▸ **STATED PROBLEM**: Return each line below that contains the string "ceiling".

▸ **STORED RECORDS**:
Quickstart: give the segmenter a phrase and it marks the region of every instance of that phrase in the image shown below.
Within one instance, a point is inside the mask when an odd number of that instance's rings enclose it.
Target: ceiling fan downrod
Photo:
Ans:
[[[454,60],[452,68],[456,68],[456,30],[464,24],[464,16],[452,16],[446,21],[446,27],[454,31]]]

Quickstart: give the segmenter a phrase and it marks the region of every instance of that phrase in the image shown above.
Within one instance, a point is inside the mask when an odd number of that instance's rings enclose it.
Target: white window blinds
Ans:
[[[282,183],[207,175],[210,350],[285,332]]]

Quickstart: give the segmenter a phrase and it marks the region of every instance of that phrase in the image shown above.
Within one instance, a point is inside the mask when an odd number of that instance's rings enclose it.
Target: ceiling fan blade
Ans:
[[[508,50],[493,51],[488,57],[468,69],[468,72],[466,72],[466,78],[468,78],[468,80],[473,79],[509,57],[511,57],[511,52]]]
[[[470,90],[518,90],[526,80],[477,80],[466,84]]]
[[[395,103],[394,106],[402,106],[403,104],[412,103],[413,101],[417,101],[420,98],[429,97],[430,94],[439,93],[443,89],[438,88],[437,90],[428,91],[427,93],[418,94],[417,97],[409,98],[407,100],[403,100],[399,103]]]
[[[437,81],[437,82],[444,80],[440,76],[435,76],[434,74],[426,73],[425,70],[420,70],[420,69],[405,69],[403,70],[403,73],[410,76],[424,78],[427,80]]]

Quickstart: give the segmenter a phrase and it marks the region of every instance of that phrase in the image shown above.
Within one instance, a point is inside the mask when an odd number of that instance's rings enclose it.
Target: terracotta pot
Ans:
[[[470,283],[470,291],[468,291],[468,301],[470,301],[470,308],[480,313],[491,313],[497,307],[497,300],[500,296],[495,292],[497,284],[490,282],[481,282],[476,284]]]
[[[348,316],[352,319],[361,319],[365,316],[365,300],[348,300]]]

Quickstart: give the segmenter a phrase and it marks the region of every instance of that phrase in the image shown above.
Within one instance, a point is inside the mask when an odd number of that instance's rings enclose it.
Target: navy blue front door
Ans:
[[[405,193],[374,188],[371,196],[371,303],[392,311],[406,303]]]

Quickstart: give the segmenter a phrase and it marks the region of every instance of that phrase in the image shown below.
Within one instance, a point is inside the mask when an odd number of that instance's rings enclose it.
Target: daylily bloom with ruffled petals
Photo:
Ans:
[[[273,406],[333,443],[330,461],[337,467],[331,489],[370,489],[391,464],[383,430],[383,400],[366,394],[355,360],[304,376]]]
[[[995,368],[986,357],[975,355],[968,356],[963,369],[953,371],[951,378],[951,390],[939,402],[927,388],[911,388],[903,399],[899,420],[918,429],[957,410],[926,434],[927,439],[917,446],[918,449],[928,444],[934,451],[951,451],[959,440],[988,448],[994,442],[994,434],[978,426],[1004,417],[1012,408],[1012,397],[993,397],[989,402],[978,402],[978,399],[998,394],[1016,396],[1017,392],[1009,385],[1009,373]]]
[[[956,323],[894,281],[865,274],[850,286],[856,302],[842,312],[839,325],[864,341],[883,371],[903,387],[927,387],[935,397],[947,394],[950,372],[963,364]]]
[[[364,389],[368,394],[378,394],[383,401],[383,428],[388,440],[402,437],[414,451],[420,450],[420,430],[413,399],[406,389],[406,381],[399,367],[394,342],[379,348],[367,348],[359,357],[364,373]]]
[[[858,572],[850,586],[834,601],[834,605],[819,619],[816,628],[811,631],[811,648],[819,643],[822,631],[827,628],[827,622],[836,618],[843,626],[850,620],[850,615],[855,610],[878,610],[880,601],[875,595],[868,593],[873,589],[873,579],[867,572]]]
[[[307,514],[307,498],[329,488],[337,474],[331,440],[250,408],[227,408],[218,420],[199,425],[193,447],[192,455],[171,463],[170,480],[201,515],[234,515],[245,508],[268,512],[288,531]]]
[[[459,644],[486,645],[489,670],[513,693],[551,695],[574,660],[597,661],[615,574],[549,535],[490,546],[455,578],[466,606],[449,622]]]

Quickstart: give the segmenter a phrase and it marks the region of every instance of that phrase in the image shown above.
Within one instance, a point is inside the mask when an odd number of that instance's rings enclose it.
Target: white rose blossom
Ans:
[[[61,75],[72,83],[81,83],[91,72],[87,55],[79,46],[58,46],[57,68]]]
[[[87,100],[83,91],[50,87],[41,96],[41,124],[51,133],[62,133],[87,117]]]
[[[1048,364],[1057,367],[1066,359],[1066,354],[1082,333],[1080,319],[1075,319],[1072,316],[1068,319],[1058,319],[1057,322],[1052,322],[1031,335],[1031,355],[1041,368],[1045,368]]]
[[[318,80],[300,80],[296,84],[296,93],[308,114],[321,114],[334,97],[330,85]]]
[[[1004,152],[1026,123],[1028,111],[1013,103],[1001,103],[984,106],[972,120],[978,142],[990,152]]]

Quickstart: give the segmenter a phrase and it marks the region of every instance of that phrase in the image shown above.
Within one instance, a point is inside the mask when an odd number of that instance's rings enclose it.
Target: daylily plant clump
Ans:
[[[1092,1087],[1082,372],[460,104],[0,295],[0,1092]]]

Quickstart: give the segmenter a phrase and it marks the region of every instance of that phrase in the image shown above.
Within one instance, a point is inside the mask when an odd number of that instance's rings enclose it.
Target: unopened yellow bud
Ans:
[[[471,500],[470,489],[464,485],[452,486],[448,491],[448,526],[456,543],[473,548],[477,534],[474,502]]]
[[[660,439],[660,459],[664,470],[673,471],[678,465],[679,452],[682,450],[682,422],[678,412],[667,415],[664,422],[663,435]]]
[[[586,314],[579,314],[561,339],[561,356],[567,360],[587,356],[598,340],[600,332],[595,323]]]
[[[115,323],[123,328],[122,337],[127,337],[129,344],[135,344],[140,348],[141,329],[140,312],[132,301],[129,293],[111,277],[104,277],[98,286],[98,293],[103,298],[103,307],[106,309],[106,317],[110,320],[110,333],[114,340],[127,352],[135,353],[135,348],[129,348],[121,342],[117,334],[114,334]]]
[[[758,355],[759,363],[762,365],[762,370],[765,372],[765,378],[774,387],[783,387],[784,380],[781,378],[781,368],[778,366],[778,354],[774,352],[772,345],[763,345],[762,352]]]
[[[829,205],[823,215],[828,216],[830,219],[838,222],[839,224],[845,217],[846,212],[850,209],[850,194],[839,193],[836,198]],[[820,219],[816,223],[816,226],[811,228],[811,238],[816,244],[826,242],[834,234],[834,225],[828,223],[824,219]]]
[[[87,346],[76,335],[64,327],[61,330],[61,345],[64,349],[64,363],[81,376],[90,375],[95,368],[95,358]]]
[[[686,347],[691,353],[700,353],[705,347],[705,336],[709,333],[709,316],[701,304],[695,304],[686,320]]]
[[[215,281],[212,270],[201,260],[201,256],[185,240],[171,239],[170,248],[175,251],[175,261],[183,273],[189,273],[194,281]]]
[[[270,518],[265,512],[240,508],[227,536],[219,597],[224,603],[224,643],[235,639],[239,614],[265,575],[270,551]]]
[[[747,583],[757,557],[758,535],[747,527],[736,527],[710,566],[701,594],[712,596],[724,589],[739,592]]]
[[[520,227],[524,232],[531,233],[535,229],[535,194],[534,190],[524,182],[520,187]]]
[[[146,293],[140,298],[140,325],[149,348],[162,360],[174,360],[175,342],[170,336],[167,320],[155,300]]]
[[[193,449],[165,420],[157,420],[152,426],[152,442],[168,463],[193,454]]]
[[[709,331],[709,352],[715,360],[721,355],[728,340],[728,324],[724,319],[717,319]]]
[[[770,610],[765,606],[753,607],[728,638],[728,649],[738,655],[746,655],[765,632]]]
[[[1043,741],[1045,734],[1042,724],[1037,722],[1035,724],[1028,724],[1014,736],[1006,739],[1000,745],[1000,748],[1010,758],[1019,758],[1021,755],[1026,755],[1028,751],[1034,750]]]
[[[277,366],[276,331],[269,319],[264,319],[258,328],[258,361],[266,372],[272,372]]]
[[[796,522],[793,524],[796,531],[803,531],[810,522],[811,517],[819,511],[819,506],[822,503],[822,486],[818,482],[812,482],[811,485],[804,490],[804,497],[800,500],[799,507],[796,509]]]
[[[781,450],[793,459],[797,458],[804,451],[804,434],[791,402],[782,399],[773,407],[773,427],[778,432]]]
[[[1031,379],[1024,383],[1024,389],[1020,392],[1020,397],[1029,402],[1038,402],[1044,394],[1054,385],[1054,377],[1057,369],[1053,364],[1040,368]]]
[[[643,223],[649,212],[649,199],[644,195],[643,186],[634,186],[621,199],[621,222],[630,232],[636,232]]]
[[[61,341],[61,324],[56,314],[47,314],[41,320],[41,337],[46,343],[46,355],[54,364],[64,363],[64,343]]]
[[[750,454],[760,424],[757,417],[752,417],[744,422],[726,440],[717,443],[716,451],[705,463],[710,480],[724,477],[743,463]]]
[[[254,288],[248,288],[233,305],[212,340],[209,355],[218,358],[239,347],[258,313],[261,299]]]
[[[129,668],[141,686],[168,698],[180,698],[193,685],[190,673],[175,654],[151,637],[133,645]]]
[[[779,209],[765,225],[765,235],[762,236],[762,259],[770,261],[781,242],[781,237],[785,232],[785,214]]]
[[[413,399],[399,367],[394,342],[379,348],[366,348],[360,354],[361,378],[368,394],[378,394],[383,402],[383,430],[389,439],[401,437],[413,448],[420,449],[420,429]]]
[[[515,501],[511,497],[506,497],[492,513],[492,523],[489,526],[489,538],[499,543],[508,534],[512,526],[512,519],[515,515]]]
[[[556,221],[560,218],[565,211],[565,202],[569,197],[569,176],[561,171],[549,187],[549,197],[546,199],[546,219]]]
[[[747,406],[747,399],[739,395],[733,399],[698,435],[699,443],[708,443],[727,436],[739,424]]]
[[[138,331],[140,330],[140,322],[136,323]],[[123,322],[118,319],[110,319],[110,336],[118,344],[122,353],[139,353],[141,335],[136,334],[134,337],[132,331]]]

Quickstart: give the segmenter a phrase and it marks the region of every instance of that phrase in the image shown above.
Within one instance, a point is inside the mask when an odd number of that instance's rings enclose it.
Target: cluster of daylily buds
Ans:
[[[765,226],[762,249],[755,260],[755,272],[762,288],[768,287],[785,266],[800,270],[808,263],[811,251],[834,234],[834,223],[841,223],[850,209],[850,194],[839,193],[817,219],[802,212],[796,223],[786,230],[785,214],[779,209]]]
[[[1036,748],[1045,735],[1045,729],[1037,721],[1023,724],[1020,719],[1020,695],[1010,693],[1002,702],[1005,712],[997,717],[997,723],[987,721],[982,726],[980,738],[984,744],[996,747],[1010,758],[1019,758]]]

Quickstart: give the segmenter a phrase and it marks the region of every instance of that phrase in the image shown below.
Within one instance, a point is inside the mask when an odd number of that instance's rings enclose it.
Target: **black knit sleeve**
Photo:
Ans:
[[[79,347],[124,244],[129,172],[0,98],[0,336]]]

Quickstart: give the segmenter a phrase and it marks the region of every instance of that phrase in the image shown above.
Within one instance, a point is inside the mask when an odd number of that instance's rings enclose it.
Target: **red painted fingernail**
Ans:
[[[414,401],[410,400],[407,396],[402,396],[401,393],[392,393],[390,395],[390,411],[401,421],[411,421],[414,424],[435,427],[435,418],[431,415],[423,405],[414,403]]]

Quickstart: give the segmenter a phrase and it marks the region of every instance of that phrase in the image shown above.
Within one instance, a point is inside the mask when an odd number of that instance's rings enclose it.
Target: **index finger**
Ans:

▸ **EXERCISE SOLUTION**:
Target: ceiling fan downrod
Target: ceiling fan blade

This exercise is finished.